Task item :: Scan the data below for the string "along". Show every line where it turns up.

Data provided ::
"""

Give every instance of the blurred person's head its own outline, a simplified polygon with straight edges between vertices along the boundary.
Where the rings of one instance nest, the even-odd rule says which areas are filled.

"""
"""

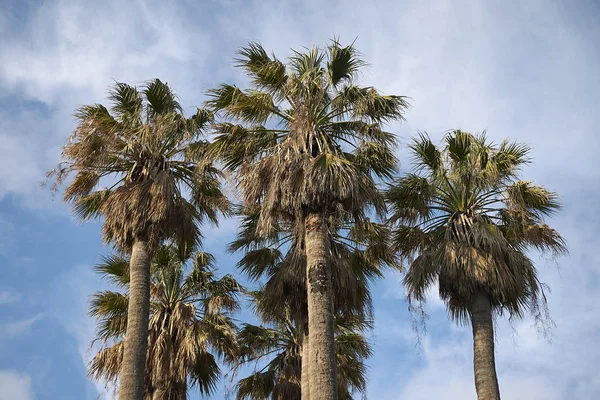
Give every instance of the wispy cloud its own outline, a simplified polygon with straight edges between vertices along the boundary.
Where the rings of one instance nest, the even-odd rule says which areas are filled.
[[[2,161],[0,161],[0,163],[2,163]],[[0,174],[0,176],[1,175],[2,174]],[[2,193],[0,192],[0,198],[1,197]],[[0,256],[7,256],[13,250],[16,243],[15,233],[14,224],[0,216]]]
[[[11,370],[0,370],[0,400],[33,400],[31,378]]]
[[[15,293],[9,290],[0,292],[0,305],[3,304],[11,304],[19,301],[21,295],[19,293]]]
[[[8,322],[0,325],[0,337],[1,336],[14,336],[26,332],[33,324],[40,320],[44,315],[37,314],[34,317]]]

"""

The completed task ::
Give every instance of the blurred person's head its own outline, a simplified polygon with straight edges between vertices along the boundary.
Give every instance of the wispy cloud its own outline, a simplified polygon with straight edges between vertices along the boundary.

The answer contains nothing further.